The records below must be retyped exactly.

* **Supplied information**:
********

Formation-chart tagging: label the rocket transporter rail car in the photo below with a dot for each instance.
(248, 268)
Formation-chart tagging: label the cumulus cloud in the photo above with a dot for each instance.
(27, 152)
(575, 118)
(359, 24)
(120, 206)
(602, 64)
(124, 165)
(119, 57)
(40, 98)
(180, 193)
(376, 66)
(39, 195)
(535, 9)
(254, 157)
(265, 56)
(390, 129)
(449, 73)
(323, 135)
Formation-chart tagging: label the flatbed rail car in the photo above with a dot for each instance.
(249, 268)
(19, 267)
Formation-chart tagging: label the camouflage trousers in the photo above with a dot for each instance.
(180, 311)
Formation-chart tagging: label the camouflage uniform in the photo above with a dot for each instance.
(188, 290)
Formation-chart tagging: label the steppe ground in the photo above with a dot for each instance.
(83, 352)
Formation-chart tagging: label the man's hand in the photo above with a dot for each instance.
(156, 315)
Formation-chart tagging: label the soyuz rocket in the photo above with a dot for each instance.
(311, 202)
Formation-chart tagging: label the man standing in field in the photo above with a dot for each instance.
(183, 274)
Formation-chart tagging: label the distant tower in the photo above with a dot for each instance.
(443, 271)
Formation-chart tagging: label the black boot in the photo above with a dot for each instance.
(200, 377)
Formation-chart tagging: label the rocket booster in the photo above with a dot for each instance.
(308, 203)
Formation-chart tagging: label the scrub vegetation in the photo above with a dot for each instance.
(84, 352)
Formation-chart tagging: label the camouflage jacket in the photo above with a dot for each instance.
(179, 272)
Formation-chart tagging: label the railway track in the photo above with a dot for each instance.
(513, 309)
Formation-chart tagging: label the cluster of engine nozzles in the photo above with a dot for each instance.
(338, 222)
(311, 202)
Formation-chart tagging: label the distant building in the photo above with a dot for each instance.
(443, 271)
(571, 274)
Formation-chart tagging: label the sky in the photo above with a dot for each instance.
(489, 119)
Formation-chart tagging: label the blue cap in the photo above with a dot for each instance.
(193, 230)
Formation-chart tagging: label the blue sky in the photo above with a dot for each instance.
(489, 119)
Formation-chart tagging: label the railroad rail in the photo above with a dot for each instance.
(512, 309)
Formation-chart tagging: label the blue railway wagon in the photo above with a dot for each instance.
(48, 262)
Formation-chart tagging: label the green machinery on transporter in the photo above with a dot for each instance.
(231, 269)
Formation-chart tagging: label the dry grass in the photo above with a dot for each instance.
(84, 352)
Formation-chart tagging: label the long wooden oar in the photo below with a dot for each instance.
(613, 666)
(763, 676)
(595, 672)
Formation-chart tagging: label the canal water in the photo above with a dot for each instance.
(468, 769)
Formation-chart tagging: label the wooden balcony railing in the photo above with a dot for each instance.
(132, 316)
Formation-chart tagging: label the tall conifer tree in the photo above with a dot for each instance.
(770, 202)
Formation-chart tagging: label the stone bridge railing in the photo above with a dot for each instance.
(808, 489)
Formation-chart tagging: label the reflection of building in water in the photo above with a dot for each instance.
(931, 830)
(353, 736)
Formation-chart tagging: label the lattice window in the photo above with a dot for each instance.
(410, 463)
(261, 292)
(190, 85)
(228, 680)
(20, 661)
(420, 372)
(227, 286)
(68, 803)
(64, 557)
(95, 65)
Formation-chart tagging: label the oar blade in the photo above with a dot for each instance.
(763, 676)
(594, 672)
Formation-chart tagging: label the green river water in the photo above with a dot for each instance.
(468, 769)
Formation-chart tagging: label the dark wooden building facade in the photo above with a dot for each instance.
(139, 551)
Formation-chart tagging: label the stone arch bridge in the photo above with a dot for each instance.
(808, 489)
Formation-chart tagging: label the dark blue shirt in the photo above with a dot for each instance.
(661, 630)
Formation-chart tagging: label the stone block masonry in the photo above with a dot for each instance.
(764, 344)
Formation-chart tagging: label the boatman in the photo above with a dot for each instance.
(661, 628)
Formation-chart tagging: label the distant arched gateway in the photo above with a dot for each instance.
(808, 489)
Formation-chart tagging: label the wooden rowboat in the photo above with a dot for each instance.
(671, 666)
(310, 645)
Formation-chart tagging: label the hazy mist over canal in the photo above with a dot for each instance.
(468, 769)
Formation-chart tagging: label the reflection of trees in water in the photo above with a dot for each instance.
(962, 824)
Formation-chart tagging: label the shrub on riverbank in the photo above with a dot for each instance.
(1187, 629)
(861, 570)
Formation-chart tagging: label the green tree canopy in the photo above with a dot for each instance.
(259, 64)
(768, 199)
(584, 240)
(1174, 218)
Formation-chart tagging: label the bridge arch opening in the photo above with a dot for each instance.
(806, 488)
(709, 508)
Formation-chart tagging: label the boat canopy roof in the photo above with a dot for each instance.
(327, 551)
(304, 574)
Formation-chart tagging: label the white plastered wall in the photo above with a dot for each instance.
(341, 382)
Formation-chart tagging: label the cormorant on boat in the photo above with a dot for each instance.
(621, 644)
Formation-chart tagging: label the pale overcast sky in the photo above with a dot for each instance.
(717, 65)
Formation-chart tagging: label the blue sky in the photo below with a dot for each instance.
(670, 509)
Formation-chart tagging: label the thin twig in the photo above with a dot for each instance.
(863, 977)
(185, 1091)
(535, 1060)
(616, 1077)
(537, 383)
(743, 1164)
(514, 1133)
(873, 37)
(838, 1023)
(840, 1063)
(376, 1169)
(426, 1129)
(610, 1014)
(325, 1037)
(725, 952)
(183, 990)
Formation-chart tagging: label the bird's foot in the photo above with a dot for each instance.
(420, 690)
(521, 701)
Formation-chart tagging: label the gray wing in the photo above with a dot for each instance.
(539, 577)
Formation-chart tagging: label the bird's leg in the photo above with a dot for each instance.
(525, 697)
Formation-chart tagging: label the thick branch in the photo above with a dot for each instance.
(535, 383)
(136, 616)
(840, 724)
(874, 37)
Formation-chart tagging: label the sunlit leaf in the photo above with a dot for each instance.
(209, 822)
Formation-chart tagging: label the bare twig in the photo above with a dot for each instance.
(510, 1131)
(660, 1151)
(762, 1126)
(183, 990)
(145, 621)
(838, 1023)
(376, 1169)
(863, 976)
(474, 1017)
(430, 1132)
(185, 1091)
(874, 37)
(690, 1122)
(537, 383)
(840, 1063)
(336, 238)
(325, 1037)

********

* **Problem solution**:
Formation-chart tagging: label the rocket transporter rail car in the photo below with a dot for each instance.
(248, 268)
Formation-chart tagging: label the cumulus cloud in the photo above with a dot for each instance.
(27, 152)
(575, 118)
(359, 24)
(120, 206)
(602, 64)
(124, 165)
(119, 57)
(40, 98)
(180, 193)
(376, 66)
(39, 195)
(535, 9)
(254, 157)
(265, 56)
(390, 129)
(449, 73)
(323, 135)
Formation-chart tagging: label the flatbed rail car in the photo above with a dot for each instance.
(249, 268)
(19, 267)
Formation-chart tagging: label the camouflage trousers in the photo above with a dot for each instance.
(180, 311)
Formation-chart tagging: label the camouflage uniform in the photo above with a dot for each instance.
(188, 290)
Formation-chart tagging: label the steppe ground in the photo above with a dot for each instance.
(83, 352)
Formation-chart tagging: label the man's hand in the photo above with a dot for each instance.
(156, 315)
Formation-chart tagging: label the soyuz rocket in the photo above with a dot for each instance.
(311, 202)
Formation-chart tagging: label the man standing in field in the photo above with a dot for each instance.
(183, 274)
Formation-chart tagging: label the distant tower in the photo above with a dot for each instance.
(443, 271)
Formation-chart tagging: label the black boot in the photo above with a dot for each instance.
(200, 377)
Formation-chart tagging: label the rocket booster in the photo above with a dot for each instance.
(308, 203)
Formation-chart tagging: label the scrub vegetation in the photo above with a dot for each instance.
(84, 352)
Formation-chart tagging: label the camouflage jacket in the photo above with a dot for each instance.
(179, 272)
Formation-chart tagging: label the railway track in the photo above with a dot for each instance.
(513, 309)
Formation-chart tagging: label the cluster of engine nozzles in the photo above with a dot for each instance.
(338, 222)
(311, 202)
Formation-chart tagging: label the distant building in the photo above with a dot for each instance.
(443, 271)
(571, 274)
Formation-chart tagging: label the sky in the photo above with a dot for each instance.
(489, 119)
Formation-chart tagging: label the blue cap in the photo above with a dot for each instance.
(193, 230)
Formation-chart tagging: label the blue sky in the photo above with a dot for each instance.
(489, 119)
Formation-chart tagging: label the railroad rail in the photo above with a dot for each instance.
(512, 309)
Formation-chart tagging: label the blue railway wagon in the photo above with a dot for each instance.
(48, 262)
Formation-chart tagging: label the green machinery on transporter in the photo above with a dot for each instance.
(231, 269)
Formation-chart tagging: label the dry grass in the photo above with a dot for each instance.
(84, 352)
Formation-chart tagging: label the long wooden oar in the photo below with a dot for each instance.
(613, 666)
(763, 676)
(595, 672)
Formation-chart tagging: label the canal water in the photo above with a dot for each instance.
(468, 769)
Formation-chart tagging: label the wooden balcony railing in the photo above with a dot for each instance.
(132, 316)
Formation-chart tagging: label the tall conifer tree in the photo above with a dot for each instance.
(770, 202)
Formation-chart tagging: label the stone bridge railing in the photo above with a dot for each instance.
(808, 489)
Formation-chart tagging: label the reflection of building in water in the photo above with a dot for each instance.
(931, 830)
(353, 736)
Formation-chart tagging: label the lattice window in the photo above with a dot for each instance.
(410, 463)
(261, 292)
(190, 85)
(228, 680)
(20, 661)
(420, 372)
(227, 286)
(68, 803)
(64, 557)
(95, 65)
Formation-chart tagging: label the oar blade in the photo above with a dot for each instance.
(763, 676)
(594, 672)
Formation-chart tagging: label the green river water in the photo above with a dot for each instance.
(468, 769)
Formation-chart tagging: label the dark wooden building facade in the photo above with a dot for each instance.
(139, 551)
Formation-chart tagging: label the stone arch bridge in the photo above with a dot for each instance.
(808, 489)
Formation-chart tagging: label the dark blue shirt in the photo above with a dot for each instance.
(661, 630)
Formation-chart tagging: label the stone block masonry in the photo above with a dot for each instance.
(764, 344)
Formation-chart tagging: label the boatman in the photo above with a dot for each instance.
(661, 628)
Formation-chart tagging: label the distant arched gateway in the photo above with a dot for each instance.
(808, 489)
Formation-chart tagging: label the wooden rowboat in the photo above with a dot for each instance.
(671, 666)
(310, 645)
Formation-chart tagging: label the hazy mist over canal in the photo above with a dot for each instance.
(468, 769)
Formation-chart tagging: label the reflection of trees in water in the photo above with a dot for each instance.
(962, 824)
Formation-chart tagging: label the shrub on riverbank in the photo above with a dot for each instance.
(1187, 629)
(861, 570)
Formation-chart tagging: label the green tree canopy in the photo above with a dot for each instance.
(259, 64)
(768, 199)
(584, 240)
(1174, 218)
Formation-chart tagging: label the bridge arch opening in the photo above with a dot for each instance.
(806, 488)
(709, 508)
Formation-chart tagging: label the boat canopy roof in the photo above with a dot for each instance.
(327, 551)
(304, 574)
Formation-chart tagging: label the white plastered wall in the photo above with a dot for each instance.
(341, 382)
Formation-chart tagging: label the cormorant on boat in the photo above with a dot for each instance.
(621, 644)
Formation-chart tagging: label the pale overcast sky in the photo above with a dot for each instance.
(717, 65)
Formation-chart tagging: label the blue sky in the photo below with a dot for each instance.
(670, 509)
Formation-chart tagging: label the thin twig in the photo above with a dot for each instance.
(863, 977)
(185, 1091)
(535, 1060)
(616, 1077)
(537, 383)
(743, 1164)
(514, 1133)
(873, 37)
(838, 1023)
(840, 1063)
(376, 1169)
(426, 1129)
(610, 1014)
(325, 1037)
(725, 952)
(183, 990)
Formation-chart tagging: label the bird's foot in the photo above with a dot for each instance.
(420, 690)
(521, 701)
Formation-chart tagging: label the gray wing in the photo above with a dot for each instance.
(539, 577)
Formation-chart tagging: label the bird's leg in the photo above with a dot for each instance.
(525, 697)
Formation-chart tagging: label the thick branch in the photo above with a dot for each instance.
(535, 383)
(136, 616)
(840, 724)
(874, 37)
Formation-chart tagging: label the sunlit leaf in the photo above with a dot for each instance.
(209, 822)
Formation-chart tagging: label the bare twig in the photo above with a dot for each instance.
(510, 1131)
(660, 1151)
(762, 1126)
(183, 990)
(145, 621)
(838, 1023)
(376, 1169)
(863, 976)
(474, 1017)
(430, 1132)
(185, 1091)
(874, 37)
(690, 1122)
(537, 383)
(840, 1063)
(336, 238)
(325, 1037)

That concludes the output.